● Work task A: Condense the paragraph beginning "He began work with a General Electric plant" from the obituary into a short bulleted list that keeps its main facts.
● Work task B: Carry on the obituary of Forrest Hamilton Judkins from the point where it stops.

● Study text:
»»
Forrest Hamilton Judkins, a retired electrical engineer who had been vice president of a South Baltimore insulator plant and had worked in atomic bomb production, died of congestive heart failure related to Parkinson's disease Jan. 12 at St. Joseph Medical Center. The Towson resident was 90.
Born in Windham, Conn., he built his own television set in 1933 and picked up signals from two television transmitters that were in operation just two hours per week.
Mr. Judkins earned his undergraduate and master's degrees from the Massachusetts Institute of Technology, where he played first clarinet in the school band and was crew team coxswain.
He began work with a General Electric plant in Pittsfield, Mass., where he earned his first of many patents for the company. During World War II, he was a second lieutenant in the Army's Coast Artillery Corps. He was lent by GE to the war effort, working on the Manhattan Project on Long Island and helping develop the power package to split the atom.
««
(Dataset entries)
»»
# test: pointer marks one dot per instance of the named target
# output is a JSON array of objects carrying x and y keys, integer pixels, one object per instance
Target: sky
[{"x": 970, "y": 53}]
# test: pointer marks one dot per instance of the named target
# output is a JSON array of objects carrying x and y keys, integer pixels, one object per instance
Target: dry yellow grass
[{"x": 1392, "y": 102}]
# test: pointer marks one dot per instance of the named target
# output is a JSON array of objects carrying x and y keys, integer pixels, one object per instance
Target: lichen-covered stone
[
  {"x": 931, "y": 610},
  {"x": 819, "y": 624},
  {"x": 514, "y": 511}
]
««
»»
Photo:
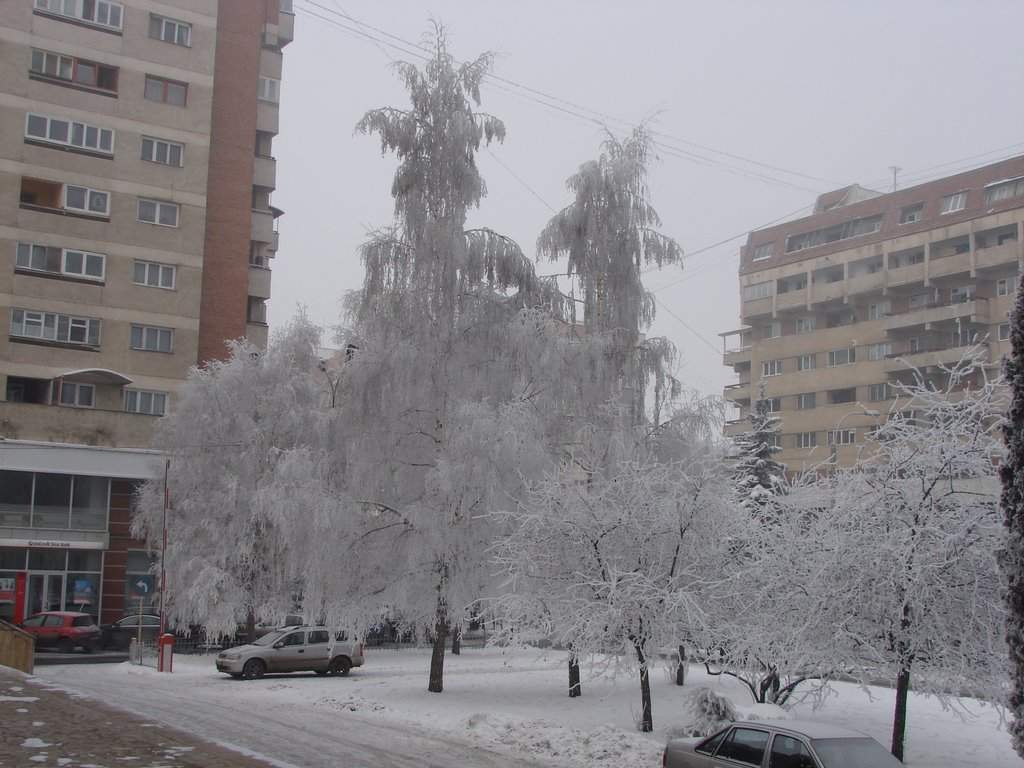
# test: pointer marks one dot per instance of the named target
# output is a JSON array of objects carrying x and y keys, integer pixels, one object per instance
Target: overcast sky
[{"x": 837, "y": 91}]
««
»»
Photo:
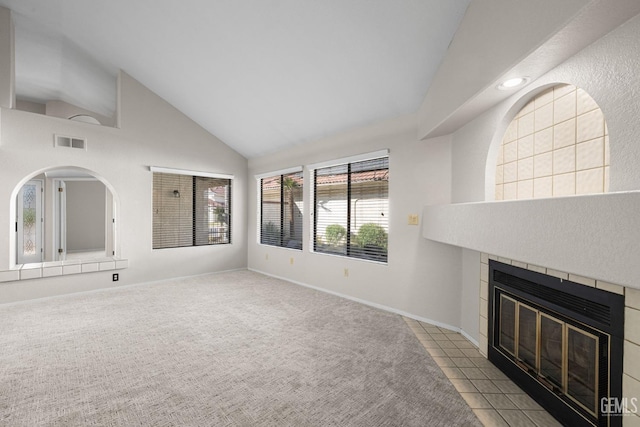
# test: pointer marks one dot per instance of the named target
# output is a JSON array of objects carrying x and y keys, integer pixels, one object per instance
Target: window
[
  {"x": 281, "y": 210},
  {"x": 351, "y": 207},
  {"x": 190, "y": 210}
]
««
● Answer A:
- Started at a General Electric plant in Pittsfield, Mass., earning his first of many patents for the company
- Served as a second lieutenant in the Army's Coast Artillery Corps during World War II
- Was lent by GE to the war effort, working on the Manhattan Project on Long Island
- Helped develop the power package to split the atom

● Answer B:
He later worked in the Navy's Destroyer and Submarine Corps in sonar and demagnetizing military craft to reduce exposure to an enemy.
In the 1950s, he was transferred to GE's Locke Insulators division in South Baltimore. He worked in research and development, engineering, production and human resources before becoming vice president. Before retiring in 1974, he helped transfer its ownership in a joint venture with NGK of Japan.
He then ran Hamilton Engineering Consulting Services from a shop in his home.
Mr. Judkins was a past national president of GE's Elfun Society, a charitable organization.
He enjoyed fishing and target and skeet shooting at the Dug Hill Rod and Gun Club on the Carroll-Baltimore County border, and spent summers at Lake Winnipesaukee, N.H., and in Ocean City.
Services were held Tuesday in Towson.
Survivors include his wife, the former Lila Backman O'Meara; a nephew, Roger B. Judkins of Roanoke, Texas; a cousin, Margaret Taylor of Enderby, British Columbia; and seven step-grandchildren.